DATA SECTION:
----------------
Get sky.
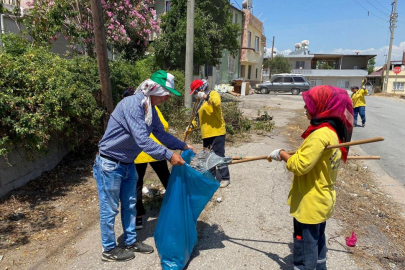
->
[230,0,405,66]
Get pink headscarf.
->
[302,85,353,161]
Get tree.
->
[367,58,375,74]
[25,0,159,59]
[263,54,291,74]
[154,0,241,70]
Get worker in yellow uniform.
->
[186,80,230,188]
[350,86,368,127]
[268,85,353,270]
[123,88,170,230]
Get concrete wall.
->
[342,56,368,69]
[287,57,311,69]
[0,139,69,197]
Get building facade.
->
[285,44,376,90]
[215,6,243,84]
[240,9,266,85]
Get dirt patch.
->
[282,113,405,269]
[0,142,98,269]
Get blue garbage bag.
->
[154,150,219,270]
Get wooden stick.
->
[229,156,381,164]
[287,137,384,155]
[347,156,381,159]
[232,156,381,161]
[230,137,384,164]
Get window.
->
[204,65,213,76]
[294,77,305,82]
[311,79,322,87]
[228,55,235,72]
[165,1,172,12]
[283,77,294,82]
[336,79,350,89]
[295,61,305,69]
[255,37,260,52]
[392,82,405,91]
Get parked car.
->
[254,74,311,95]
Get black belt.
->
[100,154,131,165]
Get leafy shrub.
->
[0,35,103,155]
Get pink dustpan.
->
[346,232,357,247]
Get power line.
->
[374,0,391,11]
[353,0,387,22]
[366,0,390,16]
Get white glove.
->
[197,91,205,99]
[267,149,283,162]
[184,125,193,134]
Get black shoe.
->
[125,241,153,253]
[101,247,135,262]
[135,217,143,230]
----------------
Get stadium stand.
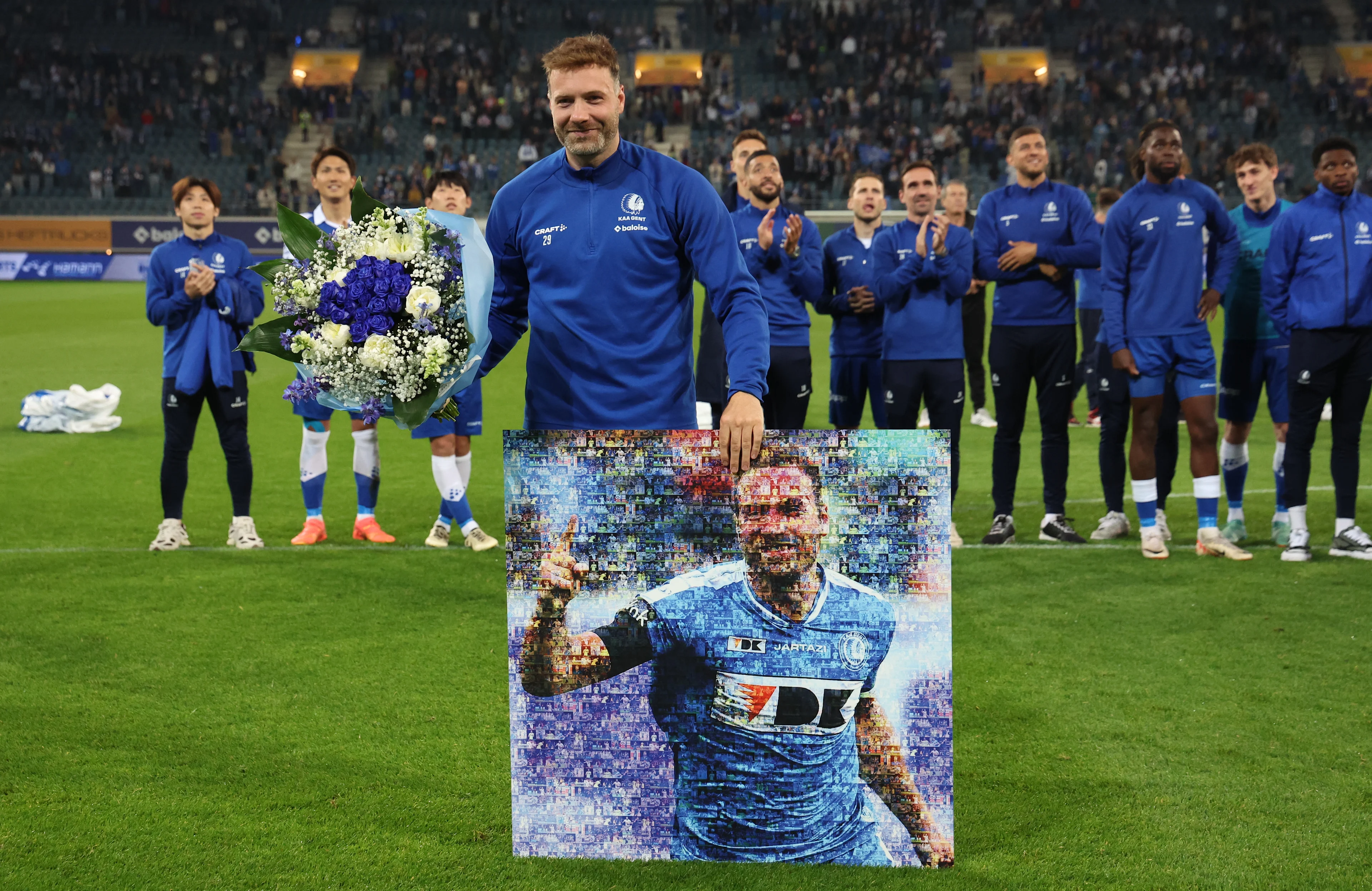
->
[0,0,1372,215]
----------------
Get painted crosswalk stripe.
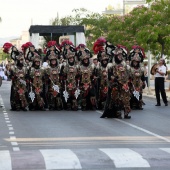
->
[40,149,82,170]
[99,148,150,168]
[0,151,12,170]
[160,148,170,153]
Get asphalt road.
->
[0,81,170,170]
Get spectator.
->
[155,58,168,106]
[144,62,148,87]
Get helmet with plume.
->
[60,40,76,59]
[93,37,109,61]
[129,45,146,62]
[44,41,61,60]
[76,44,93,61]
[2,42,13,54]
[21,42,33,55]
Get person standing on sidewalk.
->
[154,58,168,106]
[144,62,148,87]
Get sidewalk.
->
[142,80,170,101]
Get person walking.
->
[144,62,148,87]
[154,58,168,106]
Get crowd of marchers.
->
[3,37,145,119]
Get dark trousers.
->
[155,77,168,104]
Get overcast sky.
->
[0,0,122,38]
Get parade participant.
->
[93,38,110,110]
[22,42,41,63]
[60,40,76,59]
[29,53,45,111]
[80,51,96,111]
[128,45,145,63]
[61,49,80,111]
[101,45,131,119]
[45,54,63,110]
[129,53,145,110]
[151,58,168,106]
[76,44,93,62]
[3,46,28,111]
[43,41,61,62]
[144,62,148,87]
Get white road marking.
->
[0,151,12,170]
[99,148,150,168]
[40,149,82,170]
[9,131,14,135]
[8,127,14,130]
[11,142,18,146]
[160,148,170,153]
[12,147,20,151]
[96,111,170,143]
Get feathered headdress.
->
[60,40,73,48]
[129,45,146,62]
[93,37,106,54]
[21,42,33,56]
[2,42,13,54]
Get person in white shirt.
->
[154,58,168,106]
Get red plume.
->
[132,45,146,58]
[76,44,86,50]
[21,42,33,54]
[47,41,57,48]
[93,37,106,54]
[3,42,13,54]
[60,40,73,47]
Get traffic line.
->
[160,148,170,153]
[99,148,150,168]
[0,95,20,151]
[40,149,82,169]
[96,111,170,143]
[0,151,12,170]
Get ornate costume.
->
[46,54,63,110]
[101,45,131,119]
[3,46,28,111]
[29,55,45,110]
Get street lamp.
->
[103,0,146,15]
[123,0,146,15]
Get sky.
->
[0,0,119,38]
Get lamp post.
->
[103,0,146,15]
----------------
DIRECTIONS: Render the data from the line containing "Get person walking." down to the line containing "[0,0,122,38]" as a Markdown table with the columns No. and Text, numbering each row and skipping blank lines.

SOLVED EXERCISE:
| No. | Text |
|---|---|
| 1 | Get person walking. |
| 2 | -> |
| 3 | [144,62,148,87] |
| 4 | [154,58,168,106] |
| 5 | Get crowd of marchers. |
| 6 | -> |
| 7 | [3,37,145,119] |
| 8 | Get dark trousers. |
| 9 | -> |
| 10 | [155,77,168,104] |
| 11 | Get overcast sky. |
| 12 | -> |
| 13 | [0,0,122,38] |